The exercise =>
Please reproduce the part of the beta parameter documentation starting at "In EpiBayes: Implements" and ending at "variance of the function to be approximated.".

Page excerpt =>

================================

R/utils_newalphbet.R

In EpiBayes: Implements Hierarchical Bayesian Models for Epidemiological Applications

#' @title 
#' Computes Beta Parameters given a Mean and Variance
#' 
#' @description
#' This function is designed to approximate a density of a bounded (0, 1) function with a 
#'     beta distribution by equating the mean and variance to the first and second
#'     shape parameters. It does do by using the fact that:
#'     \deqn{\mu = \frac{\alpha}{\alpha + \beta}}{\mu = \alpha / (\alpha + \beta)}
#'     \deqn{\sigma^2 = \frac{\alpha \beta}{(\alpha + \beta)^2 + (\alpha + \beta + 1)}}{\sigma^2 = (\alpha \beta) / [(\alpha + \beta)^2 + (\alpha + \beta + 1)]}
#'
#' @param mu The mean of the function to be approximated.
#' @param sigma2 The variance of the function to be approximated.

================================

A block of data:
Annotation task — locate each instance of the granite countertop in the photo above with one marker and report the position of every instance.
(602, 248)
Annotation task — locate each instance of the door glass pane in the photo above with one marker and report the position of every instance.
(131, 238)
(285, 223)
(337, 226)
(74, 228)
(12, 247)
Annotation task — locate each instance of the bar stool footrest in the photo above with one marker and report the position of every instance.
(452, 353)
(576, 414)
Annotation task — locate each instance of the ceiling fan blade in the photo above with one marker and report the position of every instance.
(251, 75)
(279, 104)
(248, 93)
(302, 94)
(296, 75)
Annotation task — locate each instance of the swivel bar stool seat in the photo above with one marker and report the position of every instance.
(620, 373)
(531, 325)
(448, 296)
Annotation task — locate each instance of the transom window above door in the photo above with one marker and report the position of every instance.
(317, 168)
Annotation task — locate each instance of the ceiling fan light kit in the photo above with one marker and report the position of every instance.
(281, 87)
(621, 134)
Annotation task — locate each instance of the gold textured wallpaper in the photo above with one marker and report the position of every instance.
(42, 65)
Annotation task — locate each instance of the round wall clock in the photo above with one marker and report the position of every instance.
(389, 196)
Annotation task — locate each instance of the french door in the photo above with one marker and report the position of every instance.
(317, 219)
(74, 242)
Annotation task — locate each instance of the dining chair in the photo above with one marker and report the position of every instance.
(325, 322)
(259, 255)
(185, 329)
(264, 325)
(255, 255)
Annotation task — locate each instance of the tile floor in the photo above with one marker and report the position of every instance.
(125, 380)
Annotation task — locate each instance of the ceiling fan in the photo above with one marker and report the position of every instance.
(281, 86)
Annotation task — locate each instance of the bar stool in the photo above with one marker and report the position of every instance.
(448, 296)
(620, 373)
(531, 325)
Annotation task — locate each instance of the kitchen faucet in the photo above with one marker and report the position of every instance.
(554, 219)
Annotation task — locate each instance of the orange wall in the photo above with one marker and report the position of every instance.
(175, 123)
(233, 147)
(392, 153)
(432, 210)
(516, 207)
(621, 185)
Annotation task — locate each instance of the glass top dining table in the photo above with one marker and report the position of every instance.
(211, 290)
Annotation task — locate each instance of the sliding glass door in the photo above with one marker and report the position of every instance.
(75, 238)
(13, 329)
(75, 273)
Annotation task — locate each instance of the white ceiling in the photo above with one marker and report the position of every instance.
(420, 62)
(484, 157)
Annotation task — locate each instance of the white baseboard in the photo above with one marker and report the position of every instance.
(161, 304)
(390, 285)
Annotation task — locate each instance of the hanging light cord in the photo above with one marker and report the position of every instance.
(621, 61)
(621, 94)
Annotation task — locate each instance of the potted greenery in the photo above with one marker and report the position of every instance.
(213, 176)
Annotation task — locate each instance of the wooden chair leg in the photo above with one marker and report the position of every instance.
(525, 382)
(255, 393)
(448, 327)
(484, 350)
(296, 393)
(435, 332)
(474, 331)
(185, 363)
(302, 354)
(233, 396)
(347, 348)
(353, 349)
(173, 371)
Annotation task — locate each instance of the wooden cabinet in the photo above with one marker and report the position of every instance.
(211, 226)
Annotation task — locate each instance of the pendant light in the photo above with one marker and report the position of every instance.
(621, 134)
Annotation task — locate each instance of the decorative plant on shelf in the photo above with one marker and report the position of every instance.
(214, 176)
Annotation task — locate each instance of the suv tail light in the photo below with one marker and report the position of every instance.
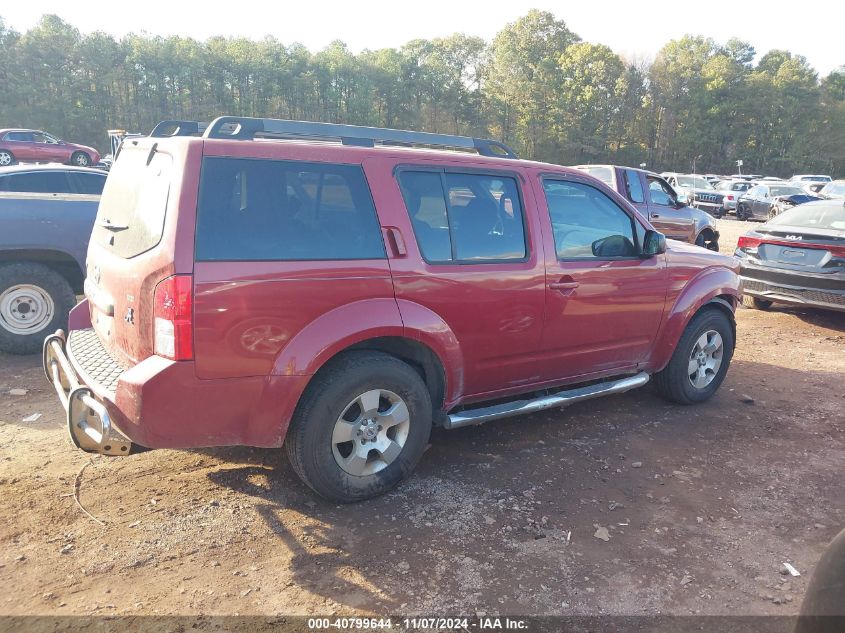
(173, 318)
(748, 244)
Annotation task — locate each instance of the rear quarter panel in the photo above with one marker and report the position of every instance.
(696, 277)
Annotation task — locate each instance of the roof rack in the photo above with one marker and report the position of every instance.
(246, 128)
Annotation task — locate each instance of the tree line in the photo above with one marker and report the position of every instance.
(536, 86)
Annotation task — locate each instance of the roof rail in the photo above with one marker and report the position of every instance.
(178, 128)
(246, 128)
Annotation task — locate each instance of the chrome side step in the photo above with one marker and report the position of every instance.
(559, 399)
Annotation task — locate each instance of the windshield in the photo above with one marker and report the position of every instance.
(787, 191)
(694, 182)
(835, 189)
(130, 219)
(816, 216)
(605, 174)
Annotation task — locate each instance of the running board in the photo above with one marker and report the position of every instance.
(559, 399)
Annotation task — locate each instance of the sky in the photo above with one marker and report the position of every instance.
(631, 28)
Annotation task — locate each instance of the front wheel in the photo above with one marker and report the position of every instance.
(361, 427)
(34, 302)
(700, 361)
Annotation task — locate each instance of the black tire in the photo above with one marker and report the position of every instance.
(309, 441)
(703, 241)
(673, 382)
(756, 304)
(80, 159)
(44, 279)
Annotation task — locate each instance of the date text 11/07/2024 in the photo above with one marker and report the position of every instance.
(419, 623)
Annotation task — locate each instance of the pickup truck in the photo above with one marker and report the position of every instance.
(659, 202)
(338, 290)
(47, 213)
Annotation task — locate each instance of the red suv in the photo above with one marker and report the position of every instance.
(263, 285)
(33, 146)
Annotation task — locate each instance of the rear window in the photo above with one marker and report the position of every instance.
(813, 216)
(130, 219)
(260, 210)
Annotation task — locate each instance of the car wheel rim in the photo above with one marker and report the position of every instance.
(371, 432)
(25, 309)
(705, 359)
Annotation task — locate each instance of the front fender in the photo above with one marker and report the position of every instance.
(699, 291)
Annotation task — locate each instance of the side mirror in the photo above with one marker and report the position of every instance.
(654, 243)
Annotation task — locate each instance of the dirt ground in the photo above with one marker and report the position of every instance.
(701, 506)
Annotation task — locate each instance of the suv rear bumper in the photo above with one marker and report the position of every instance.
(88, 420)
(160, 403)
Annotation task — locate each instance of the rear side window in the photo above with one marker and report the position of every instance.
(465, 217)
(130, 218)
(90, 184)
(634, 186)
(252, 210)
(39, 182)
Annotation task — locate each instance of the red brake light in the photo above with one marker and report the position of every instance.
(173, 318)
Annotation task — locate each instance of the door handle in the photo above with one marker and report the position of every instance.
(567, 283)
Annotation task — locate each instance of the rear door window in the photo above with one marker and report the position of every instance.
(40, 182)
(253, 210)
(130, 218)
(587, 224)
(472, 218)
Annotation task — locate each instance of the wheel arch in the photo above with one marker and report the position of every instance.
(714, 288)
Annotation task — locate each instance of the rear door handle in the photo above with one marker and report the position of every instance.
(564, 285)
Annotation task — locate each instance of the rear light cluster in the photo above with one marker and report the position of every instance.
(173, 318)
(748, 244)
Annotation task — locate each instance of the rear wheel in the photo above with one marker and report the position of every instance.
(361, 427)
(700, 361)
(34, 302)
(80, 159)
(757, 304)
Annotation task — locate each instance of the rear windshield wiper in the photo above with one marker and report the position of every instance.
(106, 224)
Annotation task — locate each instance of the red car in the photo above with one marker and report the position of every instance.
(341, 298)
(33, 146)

================================

Expected output =>
In EpiBayes: Implements Hierarchical Bayesian Models for Epidemiological Applications

#' @title 
#' Computes Beta Parameters given a Mean and Variance
#' 
#' @description
#' This function is designed to approximate a density of a bounded (0, 1) function with a 
#'     beta distribution by equating the mean and variance to the first and second
#'     shape parameters. It does do by using the fact that:
#'     \deqn{\mu = \frac{\alpha}{\alpha + \beta}}{\mu = \alpha / (\alpha + \beta)}
#'     \deqn{\sigma^2 = \frac{\alpha \beta}{(\alpha + \beta)^2 + (\alpha + \beta + 1)}}{\sigma^2 = (\alpha \beta) / [(\alpha + \beta)^2 + (\alpha + \beta + 1)]}
#'
#' @param mu The mean of the function to be approximated.
#' @param sigma2 The variance of the function to be approximated.